▶ **Brief**
Please extract the passage below about the street artist Zevs in full, word for word, with nothing changed.

▶ **Reading passage**
• • • • • • •
French street artist Zevs (pronounced “Zeus,” like the Greek god) fearlessly appropriates logos of corporate companies for messy, irreverent works that he spray-paints in large scale on public walls and lately also shows in galleries. In some cases, his provocative approach has led to rather extreme consequences. In 2009, Zevs was arrested in Hong Kong for spray-painting a Chanel logo onto the side of a Giorgio Armani store. That logo was one of his many so-called “liquidated” images—drippy compositions that appear to melt corporate logos, causing their colors to drip down the wall—and they are just one of his many clever ways of taking on commercial culture.
Now, with Zevs’s “Traffics in Icons” opening at New York’s De Buck Gallery, we spoke with the artist about his arrest, how art might have played a role in the economic downturn, and the ways power is exercised in corporate branding.
You are known for your “liquidations” of logos for companies from Coca Cola to Apple. These satirical pieces are obviously a commentary on consumer culture. What do you hope to accomplish, or what ideas do you want to convey, in these interventions?
• • • • • • •
▶ **Dataset content**

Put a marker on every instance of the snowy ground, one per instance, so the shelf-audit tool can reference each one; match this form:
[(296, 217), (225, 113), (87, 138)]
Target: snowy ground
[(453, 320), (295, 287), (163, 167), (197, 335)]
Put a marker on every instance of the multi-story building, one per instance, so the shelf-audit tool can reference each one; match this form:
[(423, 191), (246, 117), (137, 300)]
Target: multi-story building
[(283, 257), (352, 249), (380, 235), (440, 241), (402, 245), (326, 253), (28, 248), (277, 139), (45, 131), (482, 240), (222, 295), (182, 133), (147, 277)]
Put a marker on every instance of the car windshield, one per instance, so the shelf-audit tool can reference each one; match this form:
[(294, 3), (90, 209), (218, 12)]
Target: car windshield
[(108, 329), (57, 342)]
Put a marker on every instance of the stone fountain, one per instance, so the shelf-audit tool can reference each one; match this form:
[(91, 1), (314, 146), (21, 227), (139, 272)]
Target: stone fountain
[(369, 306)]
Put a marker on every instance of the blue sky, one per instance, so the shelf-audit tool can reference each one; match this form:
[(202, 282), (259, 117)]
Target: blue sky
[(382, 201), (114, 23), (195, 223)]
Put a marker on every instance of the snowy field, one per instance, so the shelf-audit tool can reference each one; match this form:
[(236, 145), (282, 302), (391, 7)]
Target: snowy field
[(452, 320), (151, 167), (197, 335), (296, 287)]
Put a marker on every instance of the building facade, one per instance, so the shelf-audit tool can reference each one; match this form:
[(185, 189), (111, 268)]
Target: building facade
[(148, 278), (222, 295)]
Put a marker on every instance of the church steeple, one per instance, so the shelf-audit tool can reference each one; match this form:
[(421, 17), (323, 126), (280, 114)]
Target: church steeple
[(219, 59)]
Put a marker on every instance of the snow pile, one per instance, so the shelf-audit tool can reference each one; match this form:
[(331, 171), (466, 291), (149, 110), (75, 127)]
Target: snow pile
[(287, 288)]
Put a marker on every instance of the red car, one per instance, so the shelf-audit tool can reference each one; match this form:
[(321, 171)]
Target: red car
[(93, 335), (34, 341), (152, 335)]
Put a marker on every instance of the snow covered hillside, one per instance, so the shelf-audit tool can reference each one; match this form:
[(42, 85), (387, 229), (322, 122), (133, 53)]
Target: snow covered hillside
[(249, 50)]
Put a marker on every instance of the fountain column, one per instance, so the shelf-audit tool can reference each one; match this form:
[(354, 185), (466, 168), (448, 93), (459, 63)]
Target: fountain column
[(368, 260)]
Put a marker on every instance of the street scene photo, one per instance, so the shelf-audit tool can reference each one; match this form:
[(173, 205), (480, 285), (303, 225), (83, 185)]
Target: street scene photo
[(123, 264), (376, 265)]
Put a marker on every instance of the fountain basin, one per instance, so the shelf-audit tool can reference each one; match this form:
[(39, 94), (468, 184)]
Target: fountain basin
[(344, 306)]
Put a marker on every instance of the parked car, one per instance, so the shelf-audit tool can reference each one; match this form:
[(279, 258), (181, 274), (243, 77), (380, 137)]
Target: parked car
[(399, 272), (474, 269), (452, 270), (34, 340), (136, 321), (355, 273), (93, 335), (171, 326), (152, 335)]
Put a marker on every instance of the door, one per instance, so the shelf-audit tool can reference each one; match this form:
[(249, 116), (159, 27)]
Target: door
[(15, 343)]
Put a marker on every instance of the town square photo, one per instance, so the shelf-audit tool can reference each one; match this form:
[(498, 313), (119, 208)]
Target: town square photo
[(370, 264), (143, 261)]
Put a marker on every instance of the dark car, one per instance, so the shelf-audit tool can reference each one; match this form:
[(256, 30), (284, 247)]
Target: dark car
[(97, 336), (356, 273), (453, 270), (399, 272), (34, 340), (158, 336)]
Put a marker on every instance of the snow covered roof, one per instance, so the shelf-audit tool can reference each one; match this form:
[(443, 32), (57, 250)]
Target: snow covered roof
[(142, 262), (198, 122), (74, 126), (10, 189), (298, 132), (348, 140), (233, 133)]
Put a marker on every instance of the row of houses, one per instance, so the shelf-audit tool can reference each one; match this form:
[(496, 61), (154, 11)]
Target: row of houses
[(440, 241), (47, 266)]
• • • • • • •
▶ **Solution for this exercise**
French street artist Zevs (pronounced “Zeus,” like the Greek god) fearlessly appropriates logos of corporate companies for messy, irreverent works that he spray-paints in large scale on public walls and lately also shows in galleries. In some cases, his provocative approach has led to rather extreme consequences. In 2009, Zevs was arrested in Hong Kong for spray-painting a Chanel logo onto the side of a Giorgio Armani store. That logo was one of his many so-called “liquidated” images—drippy compositions that appear to melt corporate logos, causing their colors to drip down the wall—and they are just one of his many clever ways of taking on commercial culture.
Now, with Zevs’s “Traffics in Icons” opening at New York’s De Buck Gallery, we spoke with the artist about his arrest, how art might have played a role in the economic downturn, and the ways power is exercised in corporate branding.
You are known for your “liquidations” of logos for companies from Coca Cola to Apple. These satirical pieces are obviously a commentary on consumer culture. What do you hope to accomplish, or what ideas do you want to convey, in these interventions?